Hungary and Poland threaten to block funding for EU’s recovery plan

Hungary and Poland threaten to block funding for EU’s recovery plan
© EU

The two countries blocked yesterday a decision on the financing of the budget for 2021 – 2027, including the recovery package for dealing with the coronavirus crisis. The European Commission still hopes that a solution will be found.

“We are 100 % focused on finding a solution to put the next multi-annual framework (MFF) in place by 1 January 2021,” a Commission spokesperson said at yesterday’s virtual press conference. The chief spokesperson added that it is up to the German EU presidency to find a solution to the current crisis in the Council negotiations on next budget.

He declined to speculate on when a solution will be found and on the deadline for an agreement which would enable the transfer of funding to the member states next near. “We are focused on finding a solution,” he repeated. "We have 25 member states behind us."

A decision was taken by the European Council last July on next multi-annual framework (MFF), the Recovery and Resilience Facility, the key part of Next Generation EU, and a mechanism linking funding to the EU member states to compliance with the principles of the rule of law (Rule of Law conditionality).

Last week, the European Parliament adopted a regulation on the protection of EU’s budget allowing for the suspension or reduction of payments in case of the rule of law is not respected by the member states. The regulation includes mechanisms to protect the final beneficiaries or recipients of EU funding, for example civil society organisations, to ensure that they are not punished for the actions of their governments.

Hungary and Poland are two countries where the rule of law has been undermined in recent years, according to the Commission. Both countries are facing so-called article 7 proceedings and risk their rights of EU membership to be suspended.

■ ■ ■ ■

> _Assignment_: Transcribe the passage of the article on Hungary and Poland blocking EU recovery funding starting at "A decision was" and ending at "of Law conditionality).". The data that follows was taken from a separate source.

> _Dataset_:
■ ■ ■ ■

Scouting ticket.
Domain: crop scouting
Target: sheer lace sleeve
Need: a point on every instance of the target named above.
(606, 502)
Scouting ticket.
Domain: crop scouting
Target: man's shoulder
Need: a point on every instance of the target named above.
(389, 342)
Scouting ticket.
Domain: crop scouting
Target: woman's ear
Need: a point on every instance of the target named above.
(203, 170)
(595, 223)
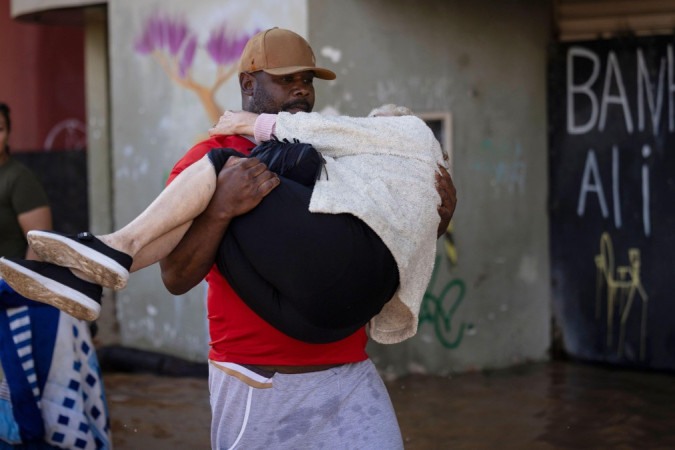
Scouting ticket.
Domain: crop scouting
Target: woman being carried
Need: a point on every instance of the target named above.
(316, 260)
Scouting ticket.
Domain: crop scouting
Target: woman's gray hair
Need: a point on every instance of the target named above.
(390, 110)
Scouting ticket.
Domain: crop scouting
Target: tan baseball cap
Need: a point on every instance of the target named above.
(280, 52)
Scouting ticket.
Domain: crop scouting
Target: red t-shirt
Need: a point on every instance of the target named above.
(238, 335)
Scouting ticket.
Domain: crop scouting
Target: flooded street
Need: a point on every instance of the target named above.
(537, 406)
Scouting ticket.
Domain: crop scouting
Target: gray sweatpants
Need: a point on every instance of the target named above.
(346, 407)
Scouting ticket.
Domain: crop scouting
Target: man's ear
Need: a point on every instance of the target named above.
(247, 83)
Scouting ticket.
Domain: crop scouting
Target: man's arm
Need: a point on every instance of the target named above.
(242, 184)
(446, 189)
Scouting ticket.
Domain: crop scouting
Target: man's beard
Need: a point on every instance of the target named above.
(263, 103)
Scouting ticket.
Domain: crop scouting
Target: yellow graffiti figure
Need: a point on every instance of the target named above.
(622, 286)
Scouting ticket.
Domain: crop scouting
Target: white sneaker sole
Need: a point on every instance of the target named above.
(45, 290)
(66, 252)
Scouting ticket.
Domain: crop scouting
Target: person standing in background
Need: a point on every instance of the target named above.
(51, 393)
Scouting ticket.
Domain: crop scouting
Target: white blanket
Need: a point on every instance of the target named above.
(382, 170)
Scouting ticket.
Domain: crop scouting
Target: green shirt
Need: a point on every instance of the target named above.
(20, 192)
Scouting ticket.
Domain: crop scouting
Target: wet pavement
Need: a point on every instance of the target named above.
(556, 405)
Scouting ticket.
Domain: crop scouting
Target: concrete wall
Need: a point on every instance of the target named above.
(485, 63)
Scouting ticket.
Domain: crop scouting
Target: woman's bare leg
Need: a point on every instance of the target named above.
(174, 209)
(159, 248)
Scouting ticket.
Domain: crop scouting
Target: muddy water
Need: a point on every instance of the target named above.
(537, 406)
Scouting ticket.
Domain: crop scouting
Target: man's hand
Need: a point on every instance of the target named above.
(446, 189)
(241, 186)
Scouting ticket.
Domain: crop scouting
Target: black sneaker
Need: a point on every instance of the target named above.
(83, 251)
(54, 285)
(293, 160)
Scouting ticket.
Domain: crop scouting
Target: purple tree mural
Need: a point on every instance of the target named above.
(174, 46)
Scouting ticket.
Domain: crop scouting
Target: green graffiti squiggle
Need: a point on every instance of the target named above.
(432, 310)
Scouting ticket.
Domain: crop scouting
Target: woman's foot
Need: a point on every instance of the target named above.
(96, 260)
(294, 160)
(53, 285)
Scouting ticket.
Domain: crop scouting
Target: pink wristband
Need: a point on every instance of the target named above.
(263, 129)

■ ■ ■ ■

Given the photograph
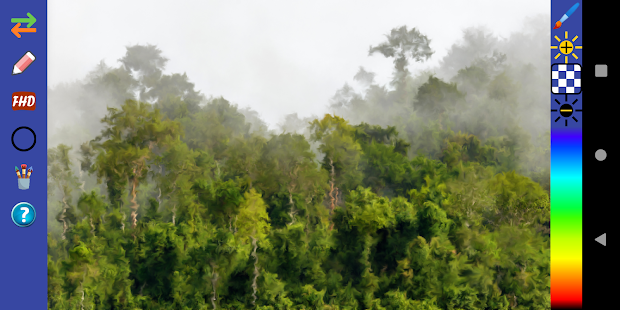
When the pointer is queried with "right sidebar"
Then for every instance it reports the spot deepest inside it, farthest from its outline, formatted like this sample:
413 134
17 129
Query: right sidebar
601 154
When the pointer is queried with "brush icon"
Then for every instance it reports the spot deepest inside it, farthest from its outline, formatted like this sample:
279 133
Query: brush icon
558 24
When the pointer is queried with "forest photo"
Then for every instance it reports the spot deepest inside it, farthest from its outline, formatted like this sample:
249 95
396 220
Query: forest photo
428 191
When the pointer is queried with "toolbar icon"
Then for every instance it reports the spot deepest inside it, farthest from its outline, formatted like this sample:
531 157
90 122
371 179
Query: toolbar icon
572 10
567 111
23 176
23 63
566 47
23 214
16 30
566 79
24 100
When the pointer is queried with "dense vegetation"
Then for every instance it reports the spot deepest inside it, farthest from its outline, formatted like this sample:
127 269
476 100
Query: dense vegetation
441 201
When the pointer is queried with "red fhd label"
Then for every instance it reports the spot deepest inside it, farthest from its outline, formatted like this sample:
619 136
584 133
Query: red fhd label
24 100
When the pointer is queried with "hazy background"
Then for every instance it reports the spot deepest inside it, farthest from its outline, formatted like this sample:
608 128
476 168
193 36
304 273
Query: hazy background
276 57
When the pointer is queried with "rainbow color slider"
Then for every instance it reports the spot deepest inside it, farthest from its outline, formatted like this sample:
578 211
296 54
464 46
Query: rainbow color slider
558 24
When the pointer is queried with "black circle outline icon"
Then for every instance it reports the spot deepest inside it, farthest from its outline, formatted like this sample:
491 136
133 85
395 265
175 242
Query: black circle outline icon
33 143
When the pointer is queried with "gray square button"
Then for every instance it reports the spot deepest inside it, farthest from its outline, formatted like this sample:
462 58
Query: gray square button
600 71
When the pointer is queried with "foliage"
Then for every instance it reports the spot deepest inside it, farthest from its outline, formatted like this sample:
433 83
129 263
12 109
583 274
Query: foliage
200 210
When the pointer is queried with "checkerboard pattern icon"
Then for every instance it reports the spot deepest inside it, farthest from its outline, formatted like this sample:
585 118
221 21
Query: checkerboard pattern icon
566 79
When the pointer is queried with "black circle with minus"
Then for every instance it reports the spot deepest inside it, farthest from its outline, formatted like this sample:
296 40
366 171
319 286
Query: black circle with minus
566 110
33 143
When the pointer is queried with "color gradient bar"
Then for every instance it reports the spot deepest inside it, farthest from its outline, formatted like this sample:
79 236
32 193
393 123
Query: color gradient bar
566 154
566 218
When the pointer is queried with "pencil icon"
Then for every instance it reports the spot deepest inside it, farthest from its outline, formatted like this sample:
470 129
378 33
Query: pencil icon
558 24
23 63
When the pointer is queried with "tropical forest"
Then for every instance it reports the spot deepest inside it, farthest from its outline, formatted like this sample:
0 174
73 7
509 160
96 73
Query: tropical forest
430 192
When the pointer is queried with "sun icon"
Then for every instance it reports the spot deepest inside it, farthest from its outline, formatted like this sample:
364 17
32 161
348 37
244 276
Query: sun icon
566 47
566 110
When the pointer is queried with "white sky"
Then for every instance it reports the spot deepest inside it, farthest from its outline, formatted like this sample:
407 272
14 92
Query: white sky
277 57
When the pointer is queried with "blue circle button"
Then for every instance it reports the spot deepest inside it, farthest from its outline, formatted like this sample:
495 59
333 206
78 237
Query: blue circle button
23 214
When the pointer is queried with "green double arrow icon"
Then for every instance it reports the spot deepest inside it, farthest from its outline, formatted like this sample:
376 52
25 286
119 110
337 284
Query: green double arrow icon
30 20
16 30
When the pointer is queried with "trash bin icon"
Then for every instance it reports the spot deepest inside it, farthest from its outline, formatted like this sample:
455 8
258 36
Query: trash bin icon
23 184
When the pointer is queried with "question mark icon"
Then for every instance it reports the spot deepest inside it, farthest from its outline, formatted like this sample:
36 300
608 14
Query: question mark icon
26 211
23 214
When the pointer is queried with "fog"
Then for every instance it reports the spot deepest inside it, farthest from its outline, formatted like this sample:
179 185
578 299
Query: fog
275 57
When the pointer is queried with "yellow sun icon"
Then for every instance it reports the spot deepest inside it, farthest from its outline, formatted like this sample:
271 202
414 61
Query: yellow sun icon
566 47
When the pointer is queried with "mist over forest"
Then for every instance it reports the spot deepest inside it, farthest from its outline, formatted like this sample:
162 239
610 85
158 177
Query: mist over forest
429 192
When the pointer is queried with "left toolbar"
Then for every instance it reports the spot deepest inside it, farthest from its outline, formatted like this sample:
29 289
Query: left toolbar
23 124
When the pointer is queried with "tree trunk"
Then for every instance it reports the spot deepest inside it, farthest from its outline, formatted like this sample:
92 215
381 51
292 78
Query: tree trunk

■ ■ ■ ■

> _Task output_:
A decision was taken by the European Council last July on next multi-annual framework (MFF), the Recovery and Resilience Facility, the key part of Next Generation EU, and a mechanism linking funding to the EU member states to compliance with the principles of the rule of law (Rule of Law conditionality).